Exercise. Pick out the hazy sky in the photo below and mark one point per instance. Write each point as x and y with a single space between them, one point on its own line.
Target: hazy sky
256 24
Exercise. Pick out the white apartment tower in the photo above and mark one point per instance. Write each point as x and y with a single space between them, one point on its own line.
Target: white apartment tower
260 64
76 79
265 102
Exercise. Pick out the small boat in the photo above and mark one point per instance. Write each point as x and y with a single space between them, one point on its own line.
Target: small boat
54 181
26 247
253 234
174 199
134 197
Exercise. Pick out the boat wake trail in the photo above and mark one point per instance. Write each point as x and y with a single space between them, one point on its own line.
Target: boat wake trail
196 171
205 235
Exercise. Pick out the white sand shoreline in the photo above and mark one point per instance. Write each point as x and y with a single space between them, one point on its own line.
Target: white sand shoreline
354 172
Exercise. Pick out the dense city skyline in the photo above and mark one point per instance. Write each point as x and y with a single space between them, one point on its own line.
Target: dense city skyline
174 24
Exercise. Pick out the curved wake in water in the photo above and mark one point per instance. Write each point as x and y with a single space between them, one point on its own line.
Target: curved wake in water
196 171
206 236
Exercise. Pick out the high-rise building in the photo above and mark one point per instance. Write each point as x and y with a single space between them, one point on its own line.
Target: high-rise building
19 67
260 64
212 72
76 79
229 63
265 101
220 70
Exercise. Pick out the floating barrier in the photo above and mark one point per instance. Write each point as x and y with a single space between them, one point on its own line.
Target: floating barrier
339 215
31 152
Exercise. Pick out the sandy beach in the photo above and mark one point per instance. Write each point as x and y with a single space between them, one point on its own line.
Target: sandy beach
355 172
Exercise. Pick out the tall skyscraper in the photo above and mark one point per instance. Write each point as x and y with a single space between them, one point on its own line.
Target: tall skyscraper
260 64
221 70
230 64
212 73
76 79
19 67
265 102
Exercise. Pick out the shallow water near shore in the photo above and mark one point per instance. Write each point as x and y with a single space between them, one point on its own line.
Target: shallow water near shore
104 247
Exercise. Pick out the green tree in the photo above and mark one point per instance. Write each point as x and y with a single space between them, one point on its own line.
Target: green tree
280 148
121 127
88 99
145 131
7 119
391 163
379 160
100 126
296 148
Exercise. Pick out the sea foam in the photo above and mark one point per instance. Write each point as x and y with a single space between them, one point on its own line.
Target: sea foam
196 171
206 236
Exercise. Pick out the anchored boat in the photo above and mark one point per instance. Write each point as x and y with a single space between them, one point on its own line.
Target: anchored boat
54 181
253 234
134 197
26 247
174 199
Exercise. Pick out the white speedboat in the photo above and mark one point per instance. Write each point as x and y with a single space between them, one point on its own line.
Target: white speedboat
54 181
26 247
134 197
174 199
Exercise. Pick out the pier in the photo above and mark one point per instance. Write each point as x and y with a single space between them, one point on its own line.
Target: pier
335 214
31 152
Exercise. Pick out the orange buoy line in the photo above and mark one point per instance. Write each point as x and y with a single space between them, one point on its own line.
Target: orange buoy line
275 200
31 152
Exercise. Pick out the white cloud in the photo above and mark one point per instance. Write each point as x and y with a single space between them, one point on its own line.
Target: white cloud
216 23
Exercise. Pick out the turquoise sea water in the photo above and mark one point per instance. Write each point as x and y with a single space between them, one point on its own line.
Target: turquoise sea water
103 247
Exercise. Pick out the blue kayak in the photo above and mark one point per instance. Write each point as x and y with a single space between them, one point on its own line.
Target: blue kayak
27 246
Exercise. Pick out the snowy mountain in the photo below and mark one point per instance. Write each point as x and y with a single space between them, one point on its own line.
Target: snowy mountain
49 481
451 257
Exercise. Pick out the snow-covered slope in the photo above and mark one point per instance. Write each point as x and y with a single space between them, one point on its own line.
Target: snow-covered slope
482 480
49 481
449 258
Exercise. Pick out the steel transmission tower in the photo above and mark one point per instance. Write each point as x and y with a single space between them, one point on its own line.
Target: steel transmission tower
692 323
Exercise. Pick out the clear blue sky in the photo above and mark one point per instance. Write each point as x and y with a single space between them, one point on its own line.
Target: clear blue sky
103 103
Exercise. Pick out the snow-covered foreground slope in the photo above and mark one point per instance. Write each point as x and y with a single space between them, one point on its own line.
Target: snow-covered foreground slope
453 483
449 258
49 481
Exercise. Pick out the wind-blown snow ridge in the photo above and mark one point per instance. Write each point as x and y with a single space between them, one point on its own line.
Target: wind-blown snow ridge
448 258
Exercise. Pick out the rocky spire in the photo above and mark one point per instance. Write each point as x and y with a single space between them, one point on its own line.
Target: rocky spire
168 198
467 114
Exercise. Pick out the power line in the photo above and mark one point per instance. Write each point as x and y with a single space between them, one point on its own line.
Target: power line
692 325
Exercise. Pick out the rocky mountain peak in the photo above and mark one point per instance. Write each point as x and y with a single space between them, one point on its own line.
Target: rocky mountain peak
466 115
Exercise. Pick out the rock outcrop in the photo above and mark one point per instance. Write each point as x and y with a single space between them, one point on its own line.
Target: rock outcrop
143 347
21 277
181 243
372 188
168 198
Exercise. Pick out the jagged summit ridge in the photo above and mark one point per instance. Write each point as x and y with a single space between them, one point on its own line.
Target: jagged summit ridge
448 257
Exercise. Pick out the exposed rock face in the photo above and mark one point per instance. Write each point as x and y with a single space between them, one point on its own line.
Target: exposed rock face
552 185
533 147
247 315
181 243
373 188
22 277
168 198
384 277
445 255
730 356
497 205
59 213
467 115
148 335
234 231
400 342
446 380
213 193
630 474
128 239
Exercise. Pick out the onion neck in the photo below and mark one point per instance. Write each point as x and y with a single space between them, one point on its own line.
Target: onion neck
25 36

-.-.-

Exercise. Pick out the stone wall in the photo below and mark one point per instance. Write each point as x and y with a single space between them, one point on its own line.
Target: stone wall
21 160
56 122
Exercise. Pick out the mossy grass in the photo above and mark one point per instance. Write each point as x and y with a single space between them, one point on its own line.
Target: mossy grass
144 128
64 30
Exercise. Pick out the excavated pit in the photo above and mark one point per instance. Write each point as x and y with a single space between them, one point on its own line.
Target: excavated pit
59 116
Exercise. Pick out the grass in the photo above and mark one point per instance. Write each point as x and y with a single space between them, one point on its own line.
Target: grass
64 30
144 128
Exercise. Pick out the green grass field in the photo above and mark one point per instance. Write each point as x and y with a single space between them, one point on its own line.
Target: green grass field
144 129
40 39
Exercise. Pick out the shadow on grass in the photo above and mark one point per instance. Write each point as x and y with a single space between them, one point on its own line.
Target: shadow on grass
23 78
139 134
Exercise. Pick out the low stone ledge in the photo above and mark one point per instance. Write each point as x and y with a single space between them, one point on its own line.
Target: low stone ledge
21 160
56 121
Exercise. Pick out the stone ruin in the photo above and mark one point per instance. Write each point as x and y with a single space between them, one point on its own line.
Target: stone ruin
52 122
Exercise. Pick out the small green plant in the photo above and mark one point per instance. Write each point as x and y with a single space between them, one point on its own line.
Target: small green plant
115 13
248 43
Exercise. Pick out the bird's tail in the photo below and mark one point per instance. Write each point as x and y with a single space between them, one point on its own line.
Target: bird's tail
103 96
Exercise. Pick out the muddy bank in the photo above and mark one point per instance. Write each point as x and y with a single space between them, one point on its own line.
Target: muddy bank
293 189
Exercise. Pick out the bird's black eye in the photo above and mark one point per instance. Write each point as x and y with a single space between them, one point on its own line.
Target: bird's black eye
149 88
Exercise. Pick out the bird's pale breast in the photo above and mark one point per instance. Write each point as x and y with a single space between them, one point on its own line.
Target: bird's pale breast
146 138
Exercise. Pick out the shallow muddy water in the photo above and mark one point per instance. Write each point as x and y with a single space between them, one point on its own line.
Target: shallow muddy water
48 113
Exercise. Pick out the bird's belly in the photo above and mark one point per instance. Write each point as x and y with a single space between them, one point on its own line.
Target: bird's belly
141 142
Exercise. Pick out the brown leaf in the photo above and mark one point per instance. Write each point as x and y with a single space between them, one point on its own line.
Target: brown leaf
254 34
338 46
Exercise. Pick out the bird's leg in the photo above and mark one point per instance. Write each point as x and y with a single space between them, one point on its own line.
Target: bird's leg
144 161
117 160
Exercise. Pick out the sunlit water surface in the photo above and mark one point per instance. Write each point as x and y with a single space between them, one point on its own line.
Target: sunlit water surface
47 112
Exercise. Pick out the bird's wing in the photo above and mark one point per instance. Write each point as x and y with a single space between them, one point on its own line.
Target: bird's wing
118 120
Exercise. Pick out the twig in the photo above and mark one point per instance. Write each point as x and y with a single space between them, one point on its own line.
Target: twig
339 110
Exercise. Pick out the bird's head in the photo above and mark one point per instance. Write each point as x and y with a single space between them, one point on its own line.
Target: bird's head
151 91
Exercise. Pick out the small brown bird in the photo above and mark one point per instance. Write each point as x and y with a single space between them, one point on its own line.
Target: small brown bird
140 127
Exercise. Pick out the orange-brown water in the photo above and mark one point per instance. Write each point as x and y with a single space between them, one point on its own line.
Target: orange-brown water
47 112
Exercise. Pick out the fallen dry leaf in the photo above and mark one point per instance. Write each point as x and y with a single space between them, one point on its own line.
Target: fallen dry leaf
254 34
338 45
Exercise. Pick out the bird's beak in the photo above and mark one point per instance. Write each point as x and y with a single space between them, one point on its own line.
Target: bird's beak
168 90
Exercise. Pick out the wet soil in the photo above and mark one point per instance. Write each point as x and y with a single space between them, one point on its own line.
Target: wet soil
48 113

-.-.-

§ **Brief**
Count how many lines in the items above contain the string “curved”, treating uppercase and lowercase letters as different. Give only the number.

§ **Response to the task**
2